Dr.
Alexander Bissels und Kira Falter
Die
Bildung eines Gemeinschaftsbetriebs als Gestaltungsoption zum
Ausschluss einer Arbeitnehmerüberlassung
Vor
dem Hintergrund der erheblichen gesetzlichen Regulierung der
Zeitarbeit, insbesondere durch die (Wieder-)Einführung einer
gesetzlichen Überlassungshöchstdauer und der zwingenden
Gewährung von equal pay nach neun Monaten eines Einsatzes bei
einem Kunden stellt sich in der Praxis immer wieder verstärkt die
Frage, wie die Arbeitnehmerüberlassung von einem im Rahmen eines
unternehmensübergreifenden, aber gesetzlich nicht nach Maßgabe
des AÜG regulierten Personaleinsatzes in einem
Gemeinschaftsbetrieb abgegrenzt oder wie dieser (bewusst) genutzt
werden kann, um eine Arbeitnehmerüberlassung zu vermeiden; dies
gilt gerade in Konstellationen, in denen ein längerfristiger oder
gar dauerhafter Arbeitskräftebedarf besteht.
I.

**Extrahierte Daten**:
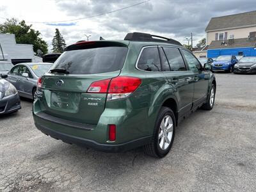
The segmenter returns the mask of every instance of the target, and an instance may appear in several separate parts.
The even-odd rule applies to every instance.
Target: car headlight
[[[9,83],[9,86],[5,91],[4,97],[11,95],[16,94],[16,93],[17,93],[17,90],[15,87],[12,83]]]

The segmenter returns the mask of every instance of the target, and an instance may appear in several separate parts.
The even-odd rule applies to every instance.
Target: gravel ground
[[[214,109],[184,120],[161,159],[46,136],[23,99],[18,113],[0,117],[0,191],[256,191],[256,76],[216,76]]]

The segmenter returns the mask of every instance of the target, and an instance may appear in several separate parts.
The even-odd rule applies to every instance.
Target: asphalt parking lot
[[[164,158],[71,145],[33,124],[32,102],[0,117],[0,191],[256,190],[256,76],[216,74],[214,109],[177,127]]]

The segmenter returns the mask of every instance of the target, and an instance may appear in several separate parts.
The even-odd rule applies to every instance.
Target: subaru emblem
[[[58,80],[56,83],[57,86],[61,86],[64,83],[64,81],[62,81],[61,79]]]

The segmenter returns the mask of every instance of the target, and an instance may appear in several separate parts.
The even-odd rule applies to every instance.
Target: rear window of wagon
[[[121,70],[128,48],[102,47],[64,52],[51,69],[62,68],[70,74],[93,74]]]

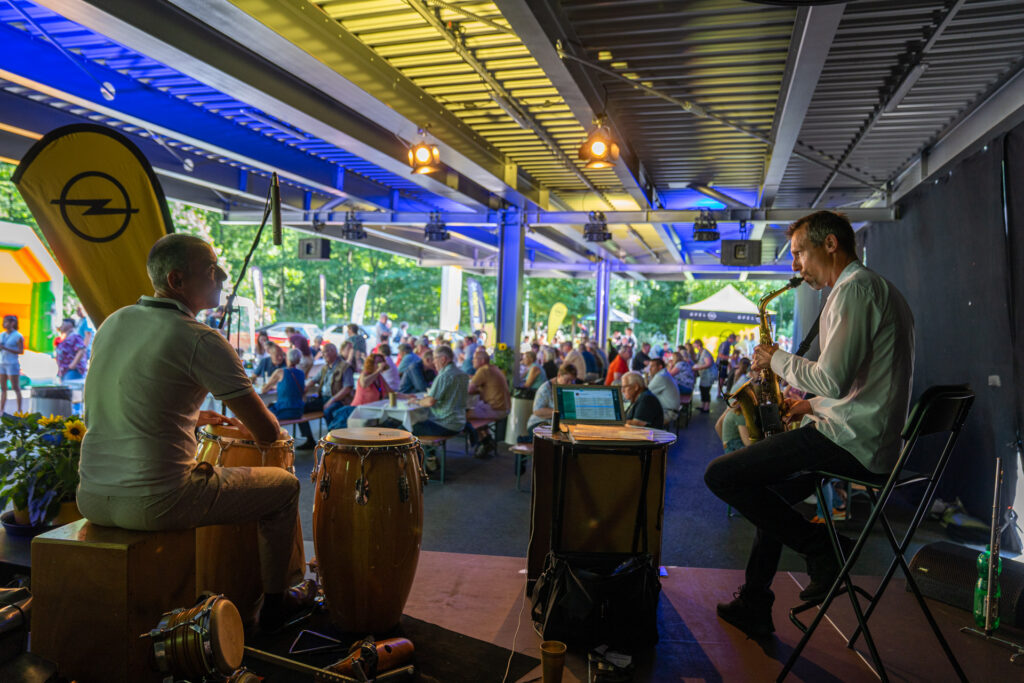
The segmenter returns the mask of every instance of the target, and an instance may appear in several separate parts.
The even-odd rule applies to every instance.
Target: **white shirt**
[[[647,383],[647,388],[657,397],[662,409],[675,413],[679,410],[679,385],[668,370],[659,370]]]
[[[142,297],[96,332],[85,379],[82,488],[142,497],[184,484],[207,392],[230,400],[252,384],[231,345],[173,299]]]
[[[811,399],[817,430],[871,472],[896,462],[913,381],[913,315],[885,278],[853,261],[821,312],[817,361],[786,351],[771,368]]]

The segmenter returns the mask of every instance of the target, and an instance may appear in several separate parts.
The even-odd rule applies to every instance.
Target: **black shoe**
[[[753,595],[740,586],[732,597],[732,602],[718,603],[716,611],[719,618],[751,638],[764,638],[775,632],[775,624],[771,621],[771,606],[775,602],[773,593]]]
[[[845,536],[839,537],[839,545],[843,548],[843,555],[850,556],[853,551],[854,541]],[[831,544],[823,553],[807,556],[807,573],[811,578],[811,583],[800,592],[800,599],[811,604],[818,604],[828,595],[828,589],[836,583],[843,565],[836,559]]]
[[[284,595],[264,596],[259,612],[259,628],[264,634],[280,633],[289,622],[308,611],[316,599],[316,582],[306,579],[285,591]]]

**Gestellte Aufgabe**:
Nach wie vielen Monaten eines Einsatzes bei einem Kunden ist dem Text zufolge equal pay zwingend zu gewähren?

**Antwort**:
Equal pay ist nach neun Monaten eines Einsatzes bei einem Kunden zwingend zu gewähren.